#### Your assignment
Each record that follows should be reproduced in full, character for character.

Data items
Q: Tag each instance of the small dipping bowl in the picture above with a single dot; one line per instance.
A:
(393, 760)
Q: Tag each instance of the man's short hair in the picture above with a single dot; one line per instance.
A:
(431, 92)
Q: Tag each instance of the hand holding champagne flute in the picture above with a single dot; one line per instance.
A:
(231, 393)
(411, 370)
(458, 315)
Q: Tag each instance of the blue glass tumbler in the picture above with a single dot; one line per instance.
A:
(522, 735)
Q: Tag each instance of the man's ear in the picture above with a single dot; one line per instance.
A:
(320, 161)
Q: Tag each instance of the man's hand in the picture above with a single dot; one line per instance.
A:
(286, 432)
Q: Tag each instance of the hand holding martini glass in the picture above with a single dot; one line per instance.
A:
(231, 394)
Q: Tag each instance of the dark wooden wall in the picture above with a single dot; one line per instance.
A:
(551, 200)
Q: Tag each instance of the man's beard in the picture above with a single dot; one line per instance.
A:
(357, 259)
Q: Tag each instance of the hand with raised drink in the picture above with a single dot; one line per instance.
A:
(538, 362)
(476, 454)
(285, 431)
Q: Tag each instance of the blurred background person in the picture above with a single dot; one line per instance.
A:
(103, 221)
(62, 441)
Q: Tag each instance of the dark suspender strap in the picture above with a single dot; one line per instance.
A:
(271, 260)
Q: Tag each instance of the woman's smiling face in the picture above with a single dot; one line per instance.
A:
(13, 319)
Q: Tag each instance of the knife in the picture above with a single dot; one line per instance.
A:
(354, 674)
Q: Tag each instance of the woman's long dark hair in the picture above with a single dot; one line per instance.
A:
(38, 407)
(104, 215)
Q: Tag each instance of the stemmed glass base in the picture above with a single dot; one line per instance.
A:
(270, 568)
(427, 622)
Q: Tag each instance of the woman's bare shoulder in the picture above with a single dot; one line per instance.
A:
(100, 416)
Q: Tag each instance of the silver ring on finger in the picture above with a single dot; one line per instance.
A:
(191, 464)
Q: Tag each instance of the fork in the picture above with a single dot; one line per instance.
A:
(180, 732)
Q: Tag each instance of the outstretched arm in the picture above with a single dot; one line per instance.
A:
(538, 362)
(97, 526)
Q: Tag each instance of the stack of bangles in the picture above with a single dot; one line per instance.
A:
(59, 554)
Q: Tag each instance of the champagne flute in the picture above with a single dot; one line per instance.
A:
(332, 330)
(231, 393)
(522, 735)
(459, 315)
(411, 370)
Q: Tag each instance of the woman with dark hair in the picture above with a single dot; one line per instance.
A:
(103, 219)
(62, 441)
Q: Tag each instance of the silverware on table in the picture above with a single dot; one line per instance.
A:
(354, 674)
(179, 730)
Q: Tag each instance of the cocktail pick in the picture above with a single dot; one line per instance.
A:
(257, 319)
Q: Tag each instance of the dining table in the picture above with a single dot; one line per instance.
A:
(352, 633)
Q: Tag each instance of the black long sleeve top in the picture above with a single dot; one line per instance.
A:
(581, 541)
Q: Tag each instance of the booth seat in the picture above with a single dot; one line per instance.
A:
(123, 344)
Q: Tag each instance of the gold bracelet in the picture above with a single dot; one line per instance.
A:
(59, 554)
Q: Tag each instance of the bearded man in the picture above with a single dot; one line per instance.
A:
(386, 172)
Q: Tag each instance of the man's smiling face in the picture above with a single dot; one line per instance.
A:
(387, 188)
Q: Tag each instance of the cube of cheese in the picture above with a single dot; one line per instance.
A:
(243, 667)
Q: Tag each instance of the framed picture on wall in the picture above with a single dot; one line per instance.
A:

#### Finished task
Q: Tag each instance of the small dipping bowl in the picture above with a single dot; one line per instance.
A:
(393, 760)
Q: Tag each instance of the man's short hair in the picture above with a single dot; one line per instance.
A:
(431, 92)
Q: Tag each instance of the hand holding champagne flute in the picture above with a single dot; one line per instance.
A:
(231, 393)
(411, 370)
(458, 315)
Q: Tag each instance of the blue glass tumbler in the picture above with a single dot; one line per instance.
A:
(522, 735)
Q: Tag each instance of the man's ear in the picture above with a single dot; one line per instance.
A:
(320, 161)
Q: Tag each instance of the man's hand in the picture above with a single dot; one line per instance.
A:
(286, 432)
Q: Tag each instance of the hand holding martini glass in the picture above with a single dot; one line per instance.
A:
(231, 394)
Q: Tag each instance of the dark wooden wall in the picture above with a single dot; one line per instance.
A:
(551, 200)
Q: Tag each instance of the man's beard in the picture above with a single dot; one line per instance.
A:
(357, 259)
Q: Tag each instance of the hand with raised drink in the picture above with a single dot; one line per instance.
A:
(538, 362)
(476, 454)
(285, 431)
Q: Tag each instance of the blurred background person in the picture above with a single dot; one line per instance.
A:
(103, 221)
(62, 441)
Q: Tag each instance of the dark suspender strap in the picture above with a single dot; one line per instance.
A:
(271, 260)
Q: Tag each instance of the woman's smiling face in the picture above with a single dot; one line per instance.
A:
(13, 319)
Q: Tag each instance of the knife in the picture above with a single dot; one line per instance.
A:
(354, 674)
Q: Tag each instance of the woman's long dark hair in the picture above with a single dot; one line per instance.
A:
(38, 407)
(104, 215)
Q: Tag each instance of the stemmed glass base in the picture above with a single dot; one line per instance.
A:
(270, 568)
(427, 622)
Q: Tag each instance of the woman's bare shoulder in the picture above with a single dot; one line per instance.
A:
(100, 416)
Q: Tag each instance of the silver ring on finger in the picture above with a single dot; one line per instance.
A:
(191, 464)
Q: Tag each instance of the fork in the picture above with a single dot; one line per instance.
A:
(180, 732)
Q: Tag each instance of the outstretched arm in the picture above with a single dot; one line per instance.
A:
(538, 362)
(97, 526)
Q: Tag each instance of the stack of bangles in the picture above with a single dot; one line per instance.
A:
(59, 554)
Q: Tag each instance of the champagne flute in the picture above with a single dot; one line per instance.
A:
(332, 330)
(231, 393)
(522, 735)
(459, 315)
(411, 370)
Q: Tag each instance of the woman with dark hair in the picture above with a single dot; one line per instance.
A:
(103, 219)
(62, 441)
Q: Tag each instance of the silverware on table in the picture above with a single dot; one line per instance.
A:
(354, 674)
(179, 730)
Q: Tag each instance of the cocktail pick in the picture above with a single dot; one line per instance.
A:
(257, 319)
Q: Tag each instance of the dining table in the picture above with a single dot; one line per instance.
A:
(352, 633)
Q: Tag each instance of the black long sleeve top in the picture above with a single dot; one line per instance.
A:
(581, 541)
Q: Tag each instance of the booth seat in the picture above with a single dot; one line per instance.
A:
(123, 344)
Q: Tag each instance of the gold bracelet in the picture above with a single dot; one line per instance.
A:
(59, 554)
Q: Tag each instance of the bearded man in the picture above with a single dot; one line per instance.
A:
(386, 172)
Q: Tag each instance of the man's smiling face in the picture above with a single dot; one line per instance.
A:
(387, 188)
Q: Tag each instance of the cube of cheese in the picture above with a single dot; one line per instance.
A:
(243, 667)
Q: Tag each instance of the framed picture on wall in the picture above with a single dot; one line per instance.
A:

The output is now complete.